Only lines with the string "sleeve" should be returned from the data below.

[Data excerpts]
□ □ □

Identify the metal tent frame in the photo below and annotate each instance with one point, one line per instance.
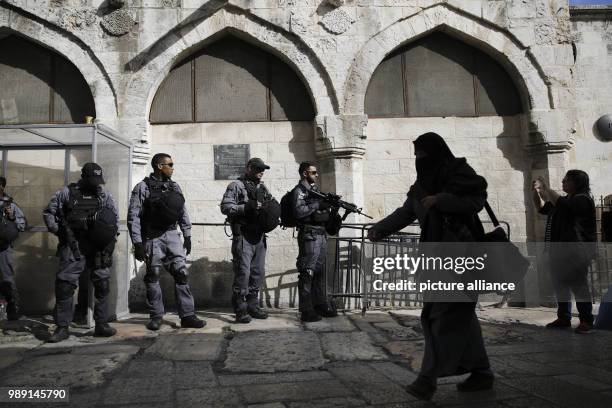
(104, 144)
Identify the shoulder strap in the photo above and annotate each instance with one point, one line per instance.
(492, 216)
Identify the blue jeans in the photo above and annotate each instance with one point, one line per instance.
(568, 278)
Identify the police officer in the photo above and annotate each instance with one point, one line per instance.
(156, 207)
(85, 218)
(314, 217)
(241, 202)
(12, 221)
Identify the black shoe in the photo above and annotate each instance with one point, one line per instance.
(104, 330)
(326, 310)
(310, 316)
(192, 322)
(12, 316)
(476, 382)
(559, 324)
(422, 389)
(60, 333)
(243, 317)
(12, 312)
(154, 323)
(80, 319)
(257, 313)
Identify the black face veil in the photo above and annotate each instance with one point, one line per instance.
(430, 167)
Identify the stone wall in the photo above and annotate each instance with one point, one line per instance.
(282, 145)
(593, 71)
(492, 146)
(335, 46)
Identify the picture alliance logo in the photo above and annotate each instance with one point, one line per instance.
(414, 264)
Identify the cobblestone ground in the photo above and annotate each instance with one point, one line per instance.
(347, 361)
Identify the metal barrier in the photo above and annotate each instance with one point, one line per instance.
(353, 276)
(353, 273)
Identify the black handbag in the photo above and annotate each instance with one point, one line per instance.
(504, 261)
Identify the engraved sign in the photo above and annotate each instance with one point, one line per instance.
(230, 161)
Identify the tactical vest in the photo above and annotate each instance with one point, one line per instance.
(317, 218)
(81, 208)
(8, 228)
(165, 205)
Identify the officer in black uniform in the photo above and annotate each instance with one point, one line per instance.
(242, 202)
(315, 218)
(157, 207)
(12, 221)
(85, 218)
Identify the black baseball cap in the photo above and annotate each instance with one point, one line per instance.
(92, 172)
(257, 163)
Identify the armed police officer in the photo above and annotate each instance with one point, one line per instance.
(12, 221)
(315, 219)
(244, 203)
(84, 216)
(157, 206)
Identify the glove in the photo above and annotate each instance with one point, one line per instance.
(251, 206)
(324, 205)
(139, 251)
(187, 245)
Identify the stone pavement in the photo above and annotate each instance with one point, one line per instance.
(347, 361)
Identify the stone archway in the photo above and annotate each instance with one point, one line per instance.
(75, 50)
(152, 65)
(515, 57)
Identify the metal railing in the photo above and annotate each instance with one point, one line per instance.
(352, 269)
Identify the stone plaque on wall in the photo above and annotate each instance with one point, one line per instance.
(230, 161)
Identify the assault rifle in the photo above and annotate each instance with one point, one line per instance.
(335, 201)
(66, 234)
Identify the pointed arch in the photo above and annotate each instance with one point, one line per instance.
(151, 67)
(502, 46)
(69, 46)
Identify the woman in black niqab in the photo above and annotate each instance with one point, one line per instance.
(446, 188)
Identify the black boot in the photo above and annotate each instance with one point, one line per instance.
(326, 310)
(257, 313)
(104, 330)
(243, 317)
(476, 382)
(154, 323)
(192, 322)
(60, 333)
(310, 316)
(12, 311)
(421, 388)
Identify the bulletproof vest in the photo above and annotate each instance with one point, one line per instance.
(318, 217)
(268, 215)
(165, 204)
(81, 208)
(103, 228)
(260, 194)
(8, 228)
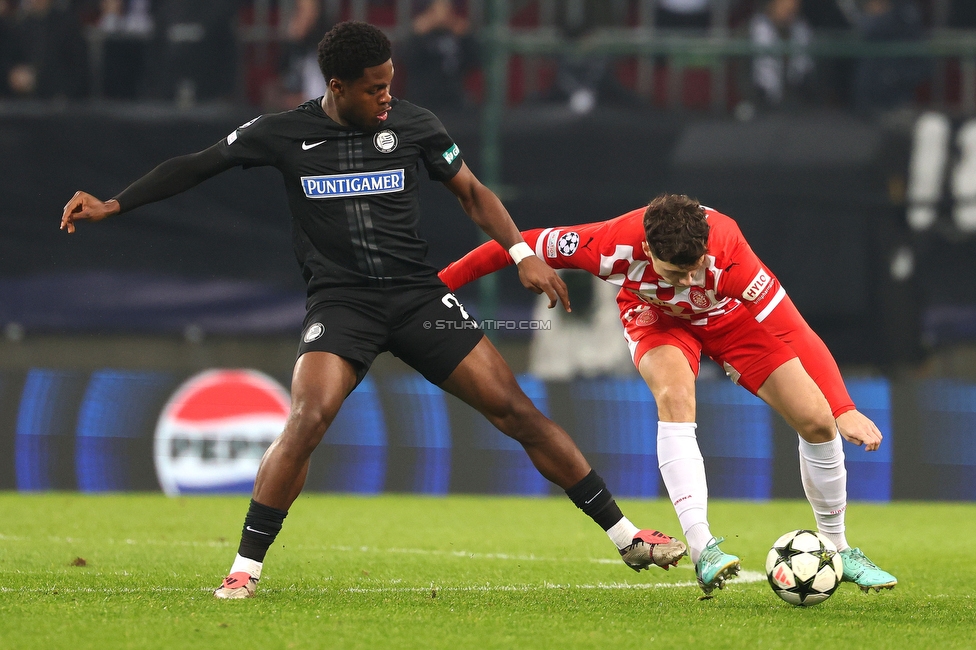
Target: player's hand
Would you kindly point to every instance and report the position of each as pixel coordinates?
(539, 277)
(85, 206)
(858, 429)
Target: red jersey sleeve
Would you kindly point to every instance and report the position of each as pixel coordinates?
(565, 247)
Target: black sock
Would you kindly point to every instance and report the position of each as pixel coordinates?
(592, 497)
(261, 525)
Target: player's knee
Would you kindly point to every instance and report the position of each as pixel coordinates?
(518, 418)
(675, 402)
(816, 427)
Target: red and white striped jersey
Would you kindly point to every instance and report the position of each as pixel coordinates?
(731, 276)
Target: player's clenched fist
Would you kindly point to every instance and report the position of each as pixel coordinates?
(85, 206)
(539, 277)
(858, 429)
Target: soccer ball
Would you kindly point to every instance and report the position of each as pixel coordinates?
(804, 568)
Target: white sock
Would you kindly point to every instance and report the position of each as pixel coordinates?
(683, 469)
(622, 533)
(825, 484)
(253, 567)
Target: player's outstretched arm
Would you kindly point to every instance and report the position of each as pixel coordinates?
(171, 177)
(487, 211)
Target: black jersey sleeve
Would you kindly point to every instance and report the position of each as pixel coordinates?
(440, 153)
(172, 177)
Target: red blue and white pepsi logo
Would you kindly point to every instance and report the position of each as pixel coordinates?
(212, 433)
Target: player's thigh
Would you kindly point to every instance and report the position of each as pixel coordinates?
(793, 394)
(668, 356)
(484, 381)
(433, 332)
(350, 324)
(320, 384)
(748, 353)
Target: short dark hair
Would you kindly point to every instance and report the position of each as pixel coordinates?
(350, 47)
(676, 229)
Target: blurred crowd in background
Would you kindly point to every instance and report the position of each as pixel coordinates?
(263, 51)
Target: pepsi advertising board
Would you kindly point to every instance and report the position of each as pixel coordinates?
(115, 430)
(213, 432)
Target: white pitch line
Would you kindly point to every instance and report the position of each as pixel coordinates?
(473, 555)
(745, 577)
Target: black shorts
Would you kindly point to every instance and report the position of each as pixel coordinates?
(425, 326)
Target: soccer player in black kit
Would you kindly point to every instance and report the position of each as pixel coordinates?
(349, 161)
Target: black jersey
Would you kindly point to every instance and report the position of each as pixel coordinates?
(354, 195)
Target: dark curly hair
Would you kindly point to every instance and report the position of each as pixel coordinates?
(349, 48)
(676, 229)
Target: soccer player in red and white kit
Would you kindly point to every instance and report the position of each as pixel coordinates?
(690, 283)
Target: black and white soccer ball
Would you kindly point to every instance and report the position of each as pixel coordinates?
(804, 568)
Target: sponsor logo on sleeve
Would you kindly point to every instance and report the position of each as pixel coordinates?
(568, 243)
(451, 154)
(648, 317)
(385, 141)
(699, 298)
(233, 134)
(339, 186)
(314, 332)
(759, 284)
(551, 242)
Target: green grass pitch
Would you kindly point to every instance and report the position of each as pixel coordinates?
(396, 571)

□ □ □

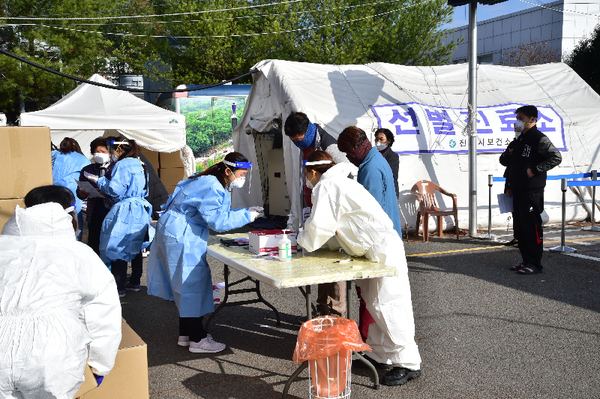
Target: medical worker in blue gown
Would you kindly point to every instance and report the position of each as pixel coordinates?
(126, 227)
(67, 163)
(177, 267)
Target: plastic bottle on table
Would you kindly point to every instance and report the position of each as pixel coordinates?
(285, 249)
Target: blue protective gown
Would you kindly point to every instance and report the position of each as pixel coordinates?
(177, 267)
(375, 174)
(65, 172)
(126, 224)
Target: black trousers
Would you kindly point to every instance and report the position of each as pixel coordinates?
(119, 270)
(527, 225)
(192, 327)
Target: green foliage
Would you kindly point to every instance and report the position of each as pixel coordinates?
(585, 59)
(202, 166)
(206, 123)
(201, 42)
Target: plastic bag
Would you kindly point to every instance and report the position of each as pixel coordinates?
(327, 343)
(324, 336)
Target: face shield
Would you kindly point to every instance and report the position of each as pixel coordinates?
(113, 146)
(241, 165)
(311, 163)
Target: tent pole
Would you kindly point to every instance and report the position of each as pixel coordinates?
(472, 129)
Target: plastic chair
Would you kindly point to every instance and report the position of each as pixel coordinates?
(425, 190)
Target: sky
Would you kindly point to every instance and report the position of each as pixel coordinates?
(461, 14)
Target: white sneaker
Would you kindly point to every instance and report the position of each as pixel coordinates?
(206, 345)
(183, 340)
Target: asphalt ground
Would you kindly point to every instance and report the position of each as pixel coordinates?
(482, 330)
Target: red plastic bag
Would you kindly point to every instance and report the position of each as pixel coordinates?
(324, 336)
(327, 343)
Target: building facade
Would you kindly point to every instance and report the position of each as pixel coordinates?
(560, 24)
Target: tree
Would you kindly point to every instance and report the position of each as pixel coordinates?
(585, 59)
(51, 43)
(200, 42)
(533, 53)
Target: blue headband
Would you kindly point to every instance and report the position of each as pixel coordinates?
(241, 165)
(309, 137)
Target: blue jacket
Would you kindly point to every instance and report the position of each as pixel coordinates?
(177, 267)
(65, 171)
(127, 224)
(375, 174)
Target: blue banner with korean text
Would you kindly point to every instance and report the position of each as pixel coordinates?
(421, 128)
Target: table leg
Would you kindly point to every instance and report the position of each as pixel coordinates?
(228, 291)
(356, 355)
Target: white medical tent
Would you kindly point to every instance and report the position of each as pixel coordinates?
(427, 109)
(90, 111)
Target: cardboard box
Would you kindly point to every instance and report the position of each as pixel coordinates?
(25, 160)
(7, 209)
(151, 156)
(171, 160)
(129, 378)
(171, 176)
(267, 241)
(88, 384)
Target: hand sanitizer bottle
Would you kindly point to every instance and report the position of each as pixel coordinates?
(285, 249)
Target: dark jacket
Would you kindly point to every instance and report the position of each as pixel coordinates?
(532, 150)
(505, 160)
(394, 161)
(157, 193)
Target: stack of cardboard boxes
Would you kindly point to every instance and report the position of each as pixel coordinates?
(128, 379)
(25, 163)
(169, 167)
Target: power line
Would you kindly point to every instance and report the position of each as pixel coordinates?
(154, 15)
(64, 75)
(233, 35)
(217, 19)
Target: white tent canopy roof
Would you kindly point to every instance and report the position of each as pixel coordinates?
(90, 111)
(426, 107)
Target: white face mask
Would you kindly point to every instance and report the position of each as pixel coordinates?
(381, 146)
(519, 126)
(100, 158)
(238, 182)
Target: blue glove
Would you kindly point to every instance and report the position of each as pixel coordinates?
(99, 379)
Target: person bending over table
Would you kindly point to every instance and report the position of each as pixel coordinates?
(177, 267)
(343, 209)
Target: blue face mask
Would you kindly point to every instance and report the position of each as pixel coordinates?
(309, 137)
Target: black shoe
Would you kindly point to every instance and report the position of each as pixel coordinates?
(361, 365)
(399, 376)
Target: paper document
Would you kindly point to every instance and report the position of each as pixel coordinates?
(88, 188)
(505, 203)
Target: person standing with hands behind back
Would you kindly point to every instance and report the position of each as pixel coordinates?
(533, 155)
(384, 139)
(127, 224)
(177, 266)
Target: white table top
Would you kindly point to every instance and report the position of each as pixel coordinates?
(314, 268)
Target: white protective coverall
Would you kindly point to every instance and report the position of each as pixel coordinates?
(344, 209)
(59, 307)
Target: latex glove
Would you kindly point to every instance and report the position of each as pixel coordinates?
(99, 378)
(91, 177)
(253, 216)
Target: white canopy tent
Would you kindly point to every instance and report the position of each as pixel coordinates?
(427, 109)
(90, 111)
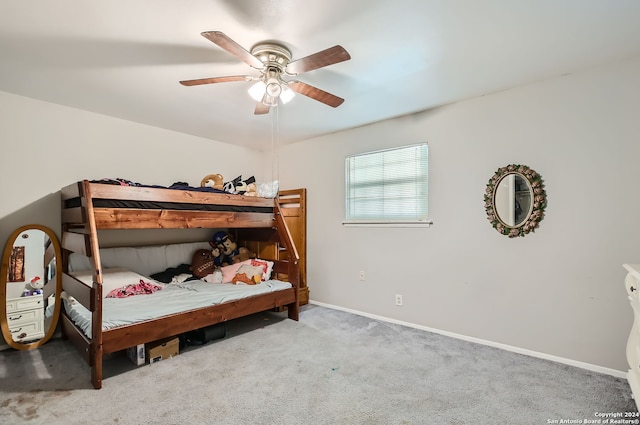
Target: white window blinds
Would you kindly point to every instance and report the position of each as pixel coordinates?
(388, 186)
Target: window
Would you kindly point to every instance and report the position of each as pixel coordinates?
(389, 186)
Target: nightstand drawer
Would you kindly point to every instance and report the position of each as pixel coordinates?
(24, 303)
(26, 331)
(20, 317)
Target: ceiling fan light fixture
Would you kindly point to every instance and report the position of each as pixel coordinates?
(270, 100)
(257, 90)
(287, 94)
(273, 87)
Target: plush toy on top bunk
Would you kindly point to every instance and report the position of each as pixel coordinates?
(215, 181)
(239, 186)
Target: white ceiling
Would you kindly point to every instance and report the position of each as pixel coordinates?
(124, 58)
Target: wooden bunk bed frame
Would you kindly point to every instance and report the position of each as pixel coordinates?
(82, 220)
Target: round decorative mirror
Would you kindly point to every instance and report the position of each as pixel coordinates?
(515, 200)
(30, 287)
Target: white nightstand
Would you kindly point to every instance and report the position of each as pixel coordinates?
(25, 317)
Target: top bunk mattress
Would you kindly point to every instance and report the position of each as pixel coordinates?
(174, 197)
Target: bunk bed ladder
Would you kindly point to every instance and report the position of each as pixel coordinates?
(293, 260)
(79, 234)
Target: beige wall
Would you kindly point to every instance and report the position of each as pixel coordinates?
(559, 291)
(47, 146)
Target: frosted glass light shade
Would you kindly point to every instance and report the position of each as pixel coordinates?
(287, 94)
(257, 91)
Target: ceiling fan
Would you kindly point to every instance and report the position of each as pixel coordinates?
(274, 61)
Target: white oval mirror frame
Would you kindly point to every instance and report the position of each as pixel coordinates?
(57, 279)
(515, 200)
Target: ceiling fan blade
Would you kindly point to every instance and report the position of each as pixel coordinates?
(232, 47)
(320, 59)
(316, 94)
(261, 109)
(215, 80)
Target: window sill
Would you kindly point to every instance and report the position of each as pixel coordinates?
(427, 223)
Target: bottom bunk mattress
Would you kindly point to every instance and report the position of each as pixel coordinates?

□ □ □

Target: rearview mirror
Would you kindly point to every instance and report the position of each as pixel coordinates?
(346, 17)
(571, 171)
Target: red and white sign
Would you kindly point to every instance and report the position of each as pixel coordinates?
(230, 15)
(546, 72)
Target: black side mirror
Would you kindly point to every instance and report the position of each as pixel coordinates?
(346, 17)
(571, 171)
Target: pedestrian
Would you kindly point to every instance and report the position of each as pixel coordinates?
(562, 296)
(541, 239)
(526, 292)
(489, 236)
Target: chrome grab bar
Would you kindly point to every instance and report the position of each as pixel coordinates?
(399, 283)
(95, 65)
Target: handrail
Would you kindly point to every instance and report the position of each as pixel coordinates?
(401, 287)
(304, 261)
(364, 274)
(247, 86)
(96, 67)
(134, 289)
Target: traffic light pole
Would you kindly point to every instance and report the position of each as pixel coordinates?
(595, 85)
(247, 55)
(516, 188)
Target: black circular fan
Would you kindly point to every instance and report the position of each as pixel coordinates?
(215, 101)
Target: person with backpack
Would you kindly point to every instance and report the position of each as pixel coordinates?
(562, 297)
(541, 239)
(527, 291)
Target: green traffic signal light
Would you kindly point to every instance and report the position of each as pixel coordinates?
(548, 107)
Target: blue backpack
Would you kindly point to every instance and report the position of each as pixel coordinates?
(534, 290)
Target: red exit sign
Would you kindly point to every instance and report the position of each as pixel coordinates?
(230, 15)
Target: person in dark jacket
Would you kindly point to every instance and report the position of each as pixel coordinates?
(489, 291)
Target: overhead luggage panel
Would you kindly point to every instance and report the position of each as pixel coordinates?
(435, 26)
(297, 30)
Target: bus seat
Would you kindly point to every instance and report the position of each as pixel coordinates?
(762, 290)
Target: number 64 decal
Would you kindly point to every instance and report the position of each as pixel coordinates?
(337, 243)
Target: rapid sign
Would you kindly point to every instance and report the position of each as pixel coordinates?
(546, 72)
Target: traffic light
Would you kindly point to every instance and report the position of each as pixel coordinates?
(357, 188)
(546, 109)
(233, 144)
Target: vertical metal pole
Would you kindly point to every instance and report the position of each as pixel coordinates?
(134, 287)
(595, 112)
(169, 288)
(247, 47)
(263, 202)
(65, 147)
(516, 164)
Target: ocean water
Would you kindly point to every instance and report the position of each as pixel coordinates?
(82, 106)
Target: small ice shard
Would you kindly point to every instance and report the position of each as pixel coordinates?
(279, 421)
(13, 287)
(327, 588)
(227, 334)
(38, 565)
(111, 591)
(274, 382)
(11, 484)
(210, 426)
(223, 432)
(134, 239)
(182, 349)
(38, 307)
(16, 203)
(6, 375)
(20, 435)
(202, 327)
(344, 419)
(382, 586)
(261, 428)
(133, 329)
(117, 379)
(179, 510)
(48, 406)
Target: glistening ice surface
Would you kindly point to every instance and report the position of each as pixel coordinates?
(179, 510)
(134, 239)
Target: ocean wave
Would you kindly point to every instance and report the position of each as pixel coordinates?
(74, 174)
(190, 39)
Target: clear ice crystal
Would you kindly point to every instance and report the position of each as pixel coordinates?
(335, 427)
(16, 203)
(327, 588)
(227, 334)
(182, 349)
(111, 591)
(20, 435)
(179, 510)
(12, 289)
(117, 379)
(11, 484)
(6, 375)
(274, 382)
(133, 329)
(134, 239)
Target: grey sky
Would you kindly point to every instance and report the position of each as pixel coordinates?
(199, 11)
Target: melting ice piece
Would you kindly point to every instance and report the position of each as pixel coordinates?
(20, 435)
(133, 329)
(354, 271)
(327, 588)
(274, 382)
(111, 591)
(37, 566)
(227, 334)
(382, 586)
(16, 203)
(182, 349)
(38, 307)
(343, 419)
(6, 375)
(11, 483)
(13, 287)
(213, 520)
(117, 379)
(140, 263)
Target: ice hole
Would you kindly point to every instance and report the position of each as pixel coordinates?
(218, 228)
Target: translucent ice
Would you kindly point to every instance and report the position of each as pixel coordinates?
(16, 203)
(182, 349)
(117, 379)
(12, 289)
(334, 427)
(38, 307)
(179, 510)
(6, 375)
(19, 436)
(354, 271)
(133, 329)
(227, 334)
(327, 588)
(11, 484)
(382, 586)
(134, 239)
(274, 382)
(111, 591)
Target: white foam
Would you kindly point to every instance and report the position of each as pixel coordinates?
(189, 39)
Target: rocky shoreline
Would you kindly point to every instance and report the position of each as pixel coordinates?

□ □ □

## Answer to this problem
Target: red jersey sleeve
Target: black jersey sleeve
Target: sponsor logo on sleeve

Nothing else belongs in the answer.